(Referring expression pointing data)

=== Section Start ===

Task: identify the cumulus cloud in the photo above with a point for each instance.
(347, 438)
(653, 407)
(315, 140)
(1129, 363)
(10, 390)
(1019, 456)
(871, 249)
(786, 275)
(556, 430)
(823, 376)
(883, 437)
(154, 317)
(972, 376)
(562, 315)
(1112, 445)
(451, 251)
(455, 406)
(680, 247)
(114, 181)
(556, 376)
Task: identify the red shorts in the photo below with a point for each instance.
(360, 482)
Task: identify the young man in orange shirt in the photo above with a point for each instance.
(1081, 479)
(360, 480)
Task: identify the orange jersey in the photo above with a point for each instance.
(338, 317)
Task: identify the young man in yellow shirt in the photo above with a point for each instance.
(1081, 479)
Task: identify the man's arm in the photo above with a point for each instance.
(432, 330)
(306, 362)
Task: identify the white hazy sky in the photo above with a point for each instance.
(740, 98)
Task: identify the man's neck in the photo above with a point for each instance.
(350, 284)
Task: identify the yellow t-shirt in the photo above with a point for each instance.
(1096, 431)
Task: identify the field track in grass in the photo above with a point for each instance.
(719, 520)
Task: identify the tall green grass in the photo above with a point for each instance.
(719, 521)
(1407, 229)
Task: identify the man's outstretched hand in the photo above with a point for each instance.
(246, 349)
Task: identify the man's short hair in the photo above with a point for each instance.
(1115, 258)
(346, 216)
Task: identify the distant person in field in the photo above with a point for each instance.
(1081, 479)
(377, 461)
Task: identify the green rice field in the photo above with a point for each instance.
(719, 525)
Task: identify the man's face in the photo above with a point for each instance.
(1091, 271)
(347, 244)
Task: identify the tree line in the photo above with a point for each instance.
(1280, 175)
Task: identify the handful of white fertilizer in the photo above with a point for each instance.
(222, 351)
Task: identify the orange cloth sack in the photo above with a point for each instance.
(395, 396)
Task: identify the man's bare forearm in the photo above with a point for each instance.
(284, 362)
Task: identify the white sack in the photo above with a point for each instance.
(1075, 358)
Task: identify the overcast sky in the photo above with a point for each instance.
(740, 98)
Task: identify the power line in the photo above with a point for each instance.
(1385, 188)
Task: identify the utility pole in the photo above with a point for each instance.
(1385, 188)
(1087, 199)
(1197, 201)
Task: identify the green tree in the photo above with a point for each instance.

=== Section End ===

— Your goal —
In your answer, reproduce every entry exactly as it was written.

— Solution to the exercise —
Task: identify the cumulus cloud in the photo above with a point for each instance.
(347, 438)
(653, 407)
(315, 140)
(1129, 363)
(10, 390)
(1019, 456)
(871, 249)
(786, 275)
(556, 430)
(823, 376)
(883, 437)
(154, 317)
(972, 376)
(562, 315)
(1112, 445)
(451, 251)
(455, 406)
(680, 247)
(114, 181)
(556, 376)
Task: identify the red shorts in the photo below with a point for each instance.
(360, 482)
Task: identify the young man in orange shirt in the photo above with a point for each instance.
(1081, 479)
(360, 480)
Task: identify the orange jersey in the photo above with a point for each instance.
(338, 317)
Task: identify the young man in yellow shirt in the photo above with a point for each instance.
(1081, 479)
Task: identify the man's arm in the photo above with a point for each instance.
(432, 330)
(306, 362)
Task: identify the white hazy sky in the photo above with a point for each instance.
(740, 98)
Task: identify the man's neck in the photo above with a point for each instance.
(350, 284)
Task: identify the yellow t-shirt in the photo above with a point for each instance.
(1096, 431)
Task: identify the field track in grass in the photo above with a point for each instance.
(719, 520)
Task: identify the tall green grass in the photo above with a point for each instance.
(719, 521)
(1407, 229)
Task: identify the man's outstretched hand in the photo above with a point for each instance.
(246, 349)
Task: identify the man's short hair in the photo above with a point for each instance.
(1115, 258)
(346, 216)
Task: identify the distant person in field in the photo above with a point for each instance.
(1081, 479)
(377, 461)
Task: identify the green rice field in the photo above with a point for each instance.
(719, 525)
Task: identify the man's face in the photo above with a point for each instance.
(1091, 271)
(347, 244)
Task: identify the tree line in the photo above with a point for each instance.
(1280, 175)
Task: identify the handful of white fertilizer in the photo above with a point for each instance.
(222, 351)
Task: identify the orange cloth sack in the photo above with a point for each instance.
(395, 396)
Task: identify the man's bare forearm in the photo above with a point for each instance.
(284, 362)
Task: identify the white sack in the photo above with a point for each instance.
(1075, 358)
Task: identify the overcast sky in the photo above with a point for each instance.
(740, 98)
Task: identify the power line in the photo above with a point for each instance.
(1385, 188)
Task: identify the utility pole in the photo above with a point for each instance.
(1385, 188)
(1087, 199)
(1197, 201)
Task: identify the green tree in the photo above with a point for each instance.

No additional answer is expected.